Northeastern University - Capstone Project
Authors: Avinash Arutla ([email protected]), Satwik Reddy ([email protected]), Dhanush Akula ([email protected])
Institution: Northeastern University
Date: December 2025
- Overview
- System Architecture
- Key Results
- Dataset
- Implementation
- Results Analysis
- Research Contributions
- Technical Adaptations
- File Structure
- Hardware & Environment
- Usage Instructions
- Acknowledgments
- References
This project implements the complete MedPix 2.0 DR-Minerva system, an end-to-end multimodal AI pipeline for medical diagnosis support. The system combines vision-language models, knowledge graphs, and Graph Neural Networks (GNNs) to generate diagnostic suggestions from medical images.
- DR-Minerva: Vision-Language Model predicting scan modality (CT/MRI) and body part from medical images.
- Knowledge Graph: Medical knowledge base built from training cases using LlamaIndex and Llama 3.1 8B.
- GNN Reasoner: A Graph Attention Network (GAT) that performs link prediction and node classification to refine disease probability before generation.
- Diagnosis Generator: End-to-end pipeline querying the KG (refined by GNN) to generate diagnostic text.
- ✅ Multimodal medical image analysis (CT/MRI scans)
- ✅ Graph Neural Network (GNN) for Structural Reasoning
- ✅ Retrieval-Augmented Generation (RAG) with Knowledge Graphs
- ✅ Robust checkpointing for long-running HPC jobs
- ✅ 8-bit quantization for memory-efficient inference
- ✅ Comprehensive evaluation with BERT scores
┌─────────────────┐
│ Medical Image │
│ (CT/MRI) │
└────────┬────────┘
│
▼
┌─────────────────────────────────┐
│ DR-Minerva (Phase 1) │
│ Flamingo + Pythia-1B │
│ Vision: CLIP ViT-L/14 │
│ Language: Pythia-1B (753M) │
└────────┬────────────────────────┘
│
│ Predicts: "CT scan, Head"

RECORDED INFORMATION —
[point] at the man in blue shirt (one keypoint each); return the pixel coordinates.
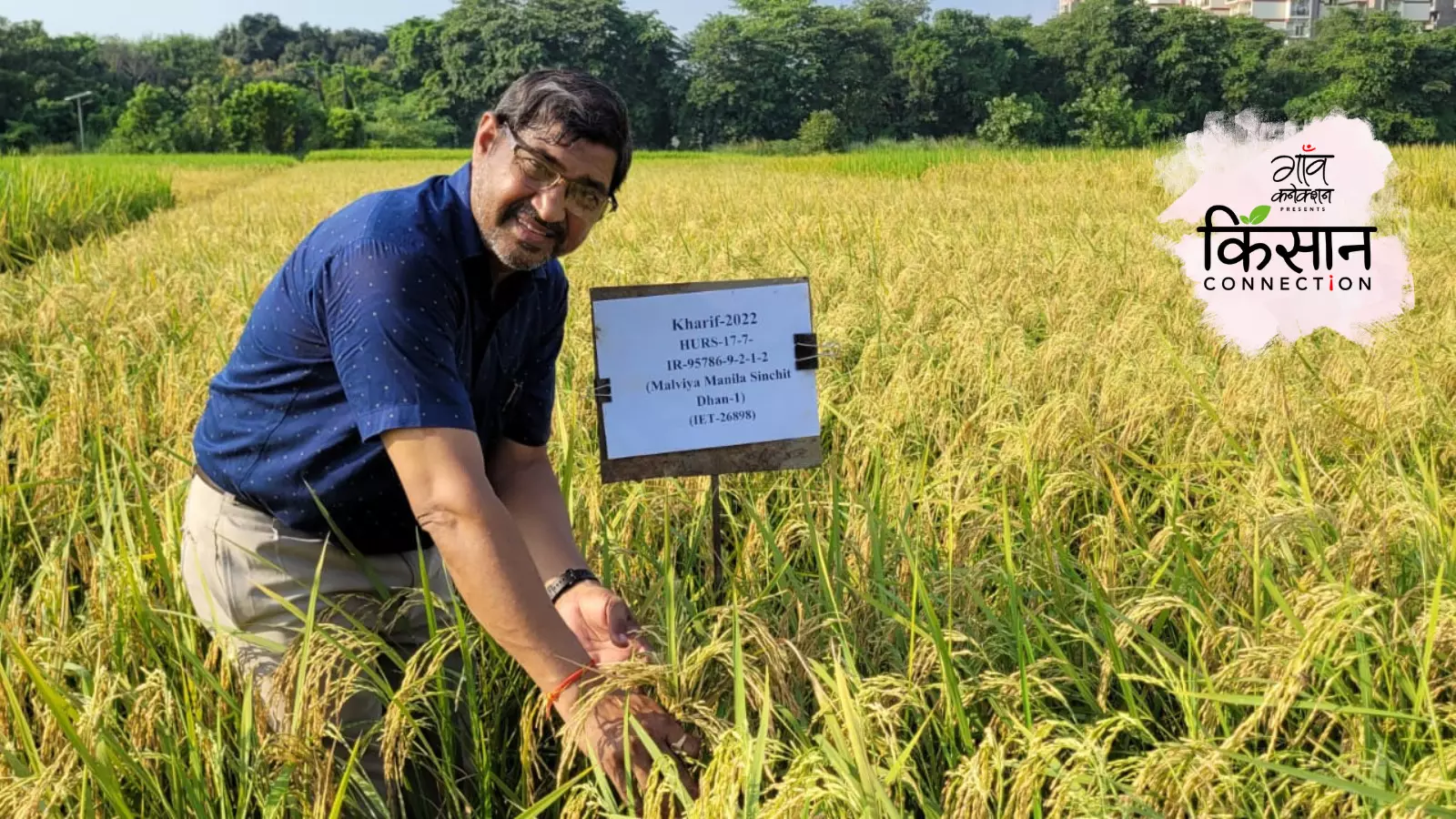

ACTIONS TO TAKE —
• a. Using the data above, state whether each statement below agrees with the project description: (i) the knowledge graph was built with LlamaIndex and Llama 3.1 8B; (ii) DR-Minerva uses Pythia-1B as its vision model; (iii) the system applies 4-bit quantization for inference. For each, answer yes or no and quote the deciding words of the text.
• b. Rewrite the part of the project description starting with "- GNN Reasoner: A" and going on through "generate diagnostic text.", replacing "link prediction" with "edge prediction".

ANSWERS BY ITEM NUMBER —
• a.
(i) Yes: "Medical knowledge base built from training cases using LlamaIndex and Llama 3.1 8B."
(ii) No: "Vision: CLIP ViT-L/14"
(iii) No: "8-bit quantization for memory-efficient inference"

• b.
- GNN Reasoner: A Graph Attention Network (GAT) that performs edge prediction and node classification to refine disease probability before generation.
- Diagnosis Generator: End-to-end pipeline querying the KG (refined by GNN) to generate diagnostic text.